Written request: Rewrite the items beginning at the line containing "of the medal" and running through the line containing "point(529, 465)", with "yellow shorts" changed to "gold shorts" and everything else left as it is. Return only those lines.

Dataset entries:
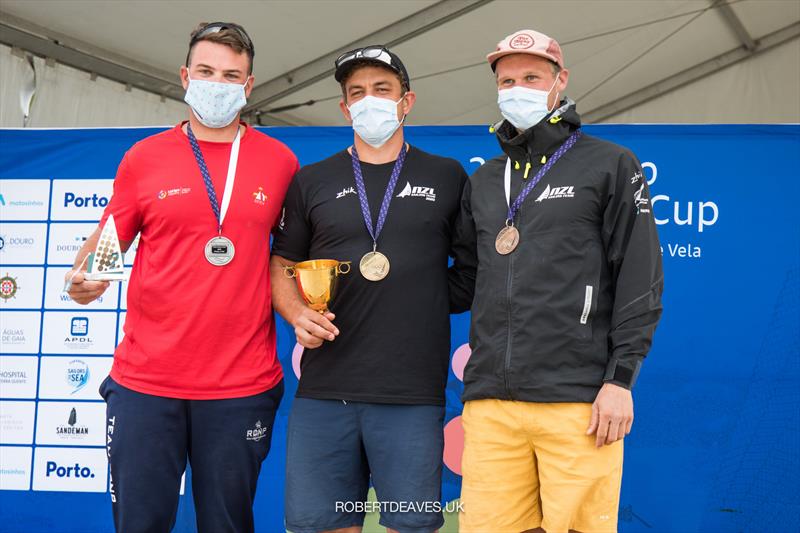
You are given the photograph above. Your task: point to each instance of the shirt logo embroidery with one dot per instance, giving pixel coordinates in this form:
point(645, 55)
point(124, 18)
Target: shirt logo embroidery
point(344, 192)
point(556, 192)
point(259, 197)
point(420, 192)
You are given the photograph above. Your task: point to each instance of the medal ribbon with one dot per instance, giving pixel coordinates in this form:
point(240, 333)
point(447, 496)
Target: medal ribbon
point(387, 196)
point(212, 195)
point(514, 207)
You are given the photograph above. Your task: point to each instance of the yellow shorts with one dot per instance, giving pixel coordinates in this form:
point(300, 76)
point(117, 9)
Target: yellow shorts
point(529, 465)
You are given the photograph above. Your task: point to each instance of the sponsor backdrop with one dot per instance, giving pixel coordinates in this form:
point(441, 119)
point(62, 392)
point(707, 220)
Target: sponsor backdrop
point(716, 441)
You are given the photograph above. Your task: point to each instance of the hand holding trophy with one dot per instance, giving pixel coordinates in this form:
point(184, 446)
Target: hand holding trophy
point(105, 264)
point(316, 280)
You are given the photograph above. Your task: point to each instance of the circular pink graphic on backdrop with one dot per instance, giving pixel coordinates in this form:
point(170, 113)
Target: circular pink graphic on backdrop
point(297, 353)
point(453, 444)
point(460, 358)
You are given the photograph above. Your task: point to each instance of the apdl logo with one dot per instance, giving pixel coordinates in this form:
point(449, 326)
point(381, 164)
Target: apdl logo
point(77, 375)
point(79, 326)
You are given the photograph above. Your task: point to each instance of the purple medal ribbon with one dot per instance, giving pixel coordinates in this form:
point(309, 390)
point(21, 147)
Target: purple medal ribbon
point(201, 162)
point(563, 149)
point(387, 196)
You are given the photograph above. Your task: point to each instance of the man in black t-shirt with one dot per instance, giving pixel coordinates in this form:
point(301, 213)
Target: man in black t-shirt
point(370, 403)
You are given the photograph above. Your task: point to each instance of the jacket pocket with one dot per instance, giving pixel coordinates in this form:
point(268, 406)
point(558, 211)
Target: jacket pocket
point(587, 308)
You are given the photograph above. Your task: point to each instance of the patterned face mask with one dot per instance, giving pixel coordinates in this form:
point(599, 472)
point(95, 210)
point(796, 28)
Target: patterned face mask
point(215, 104)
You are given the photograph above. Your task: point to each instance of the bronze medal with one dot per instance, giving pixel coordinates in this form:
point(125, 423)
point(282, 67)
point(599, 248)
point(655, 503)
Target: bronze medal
point(507, 240)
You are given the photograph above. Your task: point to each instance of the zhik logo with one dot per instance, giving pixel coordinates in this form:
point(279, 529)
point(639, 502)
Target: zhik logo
point(344, 192)
point(415, 191)
point(556, 192)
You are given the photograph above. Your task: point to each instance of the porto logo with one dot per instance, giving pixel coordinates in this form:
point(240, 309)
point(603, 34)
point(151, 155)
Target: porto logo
point(72, 200)
point(72, 429)
point(420, 192)
point(556, 192)
point(8, 287)
point(257, 433)
point(79, 326)
point(72, 471)
point(77, 375)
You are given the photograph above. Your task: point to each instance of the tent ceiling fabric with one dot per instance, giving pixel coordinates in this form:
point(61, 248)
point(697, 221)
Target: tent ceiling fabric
point(612, 48)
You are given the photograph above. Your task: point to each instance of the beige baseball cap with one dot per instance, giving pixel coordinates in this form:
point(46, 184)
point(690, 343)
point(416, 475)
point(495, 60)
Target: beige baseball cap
point(528, 42)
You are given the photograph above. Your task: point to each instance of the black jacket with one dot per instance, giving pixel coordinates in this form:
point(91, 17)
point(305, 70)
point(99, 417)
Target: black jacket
point(577, 302)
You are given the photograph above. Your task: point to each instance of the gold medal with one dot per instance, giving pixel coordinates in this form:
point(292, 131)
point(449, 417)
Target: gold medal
point(374, 266)
point(507, 240)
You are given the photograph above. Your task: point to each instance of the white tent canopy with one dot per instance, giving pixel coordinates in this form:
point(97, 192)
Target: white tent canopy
point(90, 63)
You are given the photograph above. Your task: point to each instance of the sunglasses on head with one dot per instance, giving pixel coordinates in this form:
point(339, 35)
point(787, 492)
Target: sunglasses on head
point(378, 53)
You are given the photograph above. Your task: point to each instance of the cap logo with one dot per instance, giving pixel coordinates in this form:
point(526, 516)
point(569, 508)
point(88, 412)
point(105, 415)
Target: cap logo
point(523, 40)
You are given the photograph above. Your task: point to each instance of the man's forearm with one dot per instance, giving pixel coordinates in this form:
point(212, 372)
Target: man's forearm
point(285, 299)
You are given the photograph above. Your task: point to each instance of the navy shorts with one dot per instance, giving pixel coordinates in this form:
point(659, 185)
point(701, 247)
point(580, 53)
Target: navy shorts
point(150, 439)
point(335, 447)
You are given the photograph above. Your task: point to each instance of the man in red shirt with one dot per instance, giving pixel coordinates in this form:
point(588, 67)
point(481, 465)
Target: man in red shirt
point(196, 374)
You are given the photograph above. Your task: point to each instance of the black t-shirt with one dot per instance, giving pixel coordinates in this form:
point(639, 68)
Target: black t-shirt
point(394, 340)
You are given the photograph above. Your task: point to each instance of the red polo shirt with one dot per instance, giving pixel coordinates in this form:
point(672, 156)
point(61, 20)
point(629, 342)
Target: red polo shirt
point(194, 330)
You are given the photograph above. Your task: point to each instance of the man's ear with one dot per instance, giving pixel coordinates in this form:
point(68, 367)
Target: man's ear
point(248, 88)
point(184, 74)
point(345, 111)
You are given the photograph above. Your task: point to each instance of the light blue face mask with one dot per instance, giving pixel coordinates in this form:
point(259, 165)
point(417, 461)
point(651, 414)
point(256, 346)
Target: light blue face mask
point(215, 104)
point(524, 107)
point(375, 119)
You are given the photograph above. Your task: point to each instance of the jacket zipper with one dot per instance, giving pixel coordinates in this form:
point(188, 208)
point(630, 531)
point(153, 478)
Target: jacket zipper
point(508, 322)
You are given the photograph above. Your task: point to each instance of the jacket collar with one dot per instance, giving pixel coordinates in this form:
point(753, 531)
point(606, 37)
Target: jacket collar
point(542, 139)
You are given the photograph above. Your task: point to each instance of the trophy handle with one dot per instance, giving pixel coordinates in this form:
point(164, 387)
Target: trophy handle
point(340, 267)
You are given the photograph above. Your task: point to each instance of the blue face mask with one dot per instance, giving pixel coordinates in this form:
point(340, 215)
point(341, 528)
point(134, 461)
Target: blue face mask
point(215, 104)
point(375, 119)
point(524, 107)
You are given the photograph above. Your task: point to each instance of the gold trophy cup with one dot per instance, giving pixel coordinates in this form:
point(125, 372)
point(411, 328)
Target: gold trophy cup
point(316, 280)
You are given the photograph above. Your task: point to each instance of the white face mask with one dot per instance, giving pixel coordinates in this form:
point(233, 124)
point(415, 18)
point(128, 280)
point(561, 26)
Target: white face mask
point(375, 119)
point(524, 107)
point(215, 104)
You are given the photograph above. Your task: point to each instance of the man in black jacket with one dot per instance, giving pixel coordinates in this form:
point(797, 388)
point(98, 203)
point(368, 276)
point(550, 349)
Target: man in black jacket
point(567, 298)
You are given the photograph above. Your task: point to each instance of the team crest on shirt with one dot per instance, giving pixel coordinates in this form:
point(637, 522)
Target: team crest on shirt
point(259, 197)
point(410, 191)
point(177, 191)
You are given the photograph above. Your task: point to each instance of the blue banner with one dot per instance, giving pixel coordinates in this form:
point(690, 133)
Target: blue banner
point(716, 440)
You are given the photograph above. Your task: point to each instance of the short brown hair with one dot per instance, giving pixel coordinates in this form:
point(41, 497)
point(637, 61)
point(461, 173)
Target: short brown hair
point(227, 36)
point(358, 64)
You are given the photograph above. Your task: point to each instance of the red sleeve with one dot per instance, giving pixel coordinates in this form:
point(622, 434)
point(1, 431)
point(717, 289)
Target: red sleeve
point(124, 204)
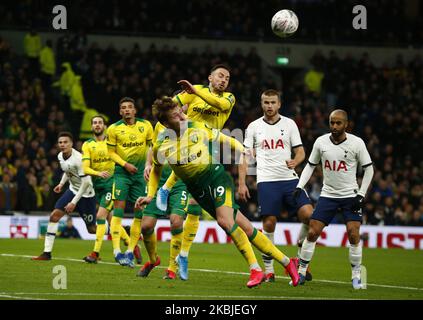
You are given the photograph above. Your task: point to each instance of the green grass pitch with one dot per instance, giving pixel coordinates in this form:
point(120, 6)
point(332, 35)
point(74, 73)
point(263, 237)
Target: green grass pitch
point(217, 272)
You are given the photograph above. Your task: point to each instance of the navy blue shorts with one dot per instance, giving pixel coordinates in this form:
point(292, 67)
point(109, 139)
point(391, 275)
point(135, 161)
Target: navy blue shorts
point(86, 207)
point(327, 208)
point(274, 196)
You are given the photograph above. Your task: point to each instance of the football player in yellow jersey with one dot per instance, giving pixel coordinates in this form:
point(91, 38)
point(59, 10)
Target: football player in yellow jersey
point(212, 105)
point(97, 163)
point(128, 142)
point(176, 210)
point(186, 147)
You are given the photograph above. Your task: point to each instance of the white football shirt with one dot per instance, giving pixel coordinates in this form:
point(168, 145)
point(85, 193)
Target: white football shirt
point(72, 166)
point(339, 164)
point(273, 144)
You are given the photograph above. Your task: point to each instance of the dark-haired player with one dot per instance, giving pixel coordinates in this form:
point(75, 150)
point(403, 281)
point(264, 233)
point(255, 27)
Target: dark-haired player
point(341, 155)
point(128, 142)
point(79, 196)
point(211, 105)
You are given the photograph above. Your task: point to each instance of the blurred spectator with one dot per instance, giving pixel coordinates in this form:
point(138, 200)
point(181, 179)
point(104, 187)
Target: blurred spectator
point(32, 48)
point(48, 64)
point(8, 193)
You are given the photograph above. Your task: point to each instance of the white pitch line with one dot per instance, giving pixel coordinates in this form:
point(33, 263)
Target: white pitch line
point(229, 272)
point(5, 295)
point(170, 296)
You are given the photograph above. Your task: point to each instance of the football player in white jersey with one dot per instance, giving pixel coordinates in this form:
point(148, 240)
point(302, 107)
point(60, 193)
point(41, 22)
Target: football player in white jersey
point(79, 196)
point(341, 154)
point(272, 139)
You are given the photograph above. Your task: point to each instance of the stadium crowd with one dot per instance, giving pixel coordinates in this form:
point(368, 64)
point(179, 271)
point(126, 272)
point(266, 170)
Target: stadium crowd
point(383, 105)
point(236, 19)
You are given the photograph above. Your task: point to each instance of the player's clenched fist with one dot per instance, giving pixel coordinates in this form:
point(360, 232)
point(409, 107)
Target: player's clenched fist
point(142, 201)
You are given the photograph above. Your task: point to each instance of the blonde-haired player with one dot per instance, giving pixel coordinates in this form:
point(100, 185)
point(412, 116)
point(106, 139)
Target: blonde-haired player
point(97, 163)
point(212, 105)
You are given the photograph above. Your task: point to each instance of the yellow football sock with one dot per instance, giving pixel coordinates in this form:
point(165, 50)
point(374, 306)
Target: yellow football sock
point(135, 234)
point(261, 242)
point(190, 230)
point(150, 243)
point(115, 226)
point(243, 245)
point(175, 248)
point(99, 234)
point(124, 235)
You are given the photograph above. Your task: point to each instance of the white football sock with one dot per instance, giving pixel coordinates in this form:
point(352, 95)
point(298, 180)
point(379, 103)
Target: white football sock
point(355, 255)
point(255, 266)
point(301, 236)
point(50, 236)
point(268, 261)
point(183, 253)
point(306, 254)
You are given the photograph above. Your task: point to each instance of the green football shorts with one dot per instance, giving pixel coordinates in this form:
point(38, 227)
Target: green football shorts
point(129, 187)
point(178, 200)
point(218, 191)
point(103, 192)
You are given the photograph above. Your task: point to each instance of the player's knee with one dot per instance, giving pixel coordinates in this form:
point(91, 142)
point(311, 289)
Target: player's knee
point(224, 223)
point(269, 224)
point(176, 223)
point(353, 236)
point(313, 235)
point(147, 230)
point(55, 216)
point(92, 229)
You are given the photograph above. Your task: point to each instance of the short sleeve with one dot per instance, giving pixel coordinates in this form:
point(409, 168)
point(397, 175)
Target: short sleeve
point(363, 155)
point(249, 136)
point(295, 136)
point(86, 154)
point(315, 155)
point(150, 132)
point(81, 172)
point(110, 136)
point(184, 98)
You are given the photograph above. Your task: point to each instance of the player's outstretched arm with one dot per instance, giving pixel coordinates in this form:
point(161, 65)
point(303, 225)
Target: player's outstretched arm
point(62, 182)
point(171, 181)
point(87, 169)
point(244, 193)
point(153, 182)
point(306, 175)
point(221, 103)
point(367, 179)
point(298, 158)
point(148, 164)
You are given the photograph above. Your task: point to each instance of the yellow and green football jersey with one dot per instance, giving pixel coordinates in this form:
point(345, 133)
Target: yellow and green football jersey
point(131, 142)
point(190, 156)
point(159, 131)
point(200, 110)
point(96, 152)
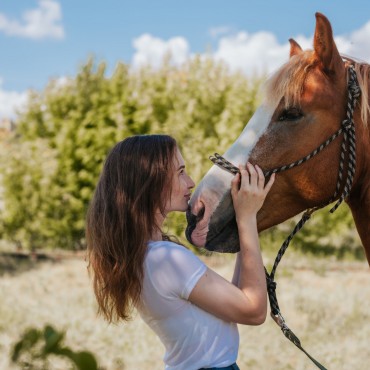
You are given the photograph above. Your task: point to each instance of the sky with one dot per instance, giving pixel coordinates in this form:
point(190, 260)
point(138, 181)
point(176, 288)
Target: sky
point(50, 39)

Solution for this exercise:
You are given the photograph above. Your task: point to each instance of the medal ribbon with one dot per instance, giving pixel coordinates in this form:
point(240, 333)
point(447, 496)
Target: medal ribbon
point(387, 196)
point(212, 195)
point(514, 207)
You are given the photograph above. Your task: point to each instance of the gold shorts with one dot per instance, giving pixel coordinates in this form:
point(300, 76)
point(117, 9)
Target: gold shorts
point(529, 465)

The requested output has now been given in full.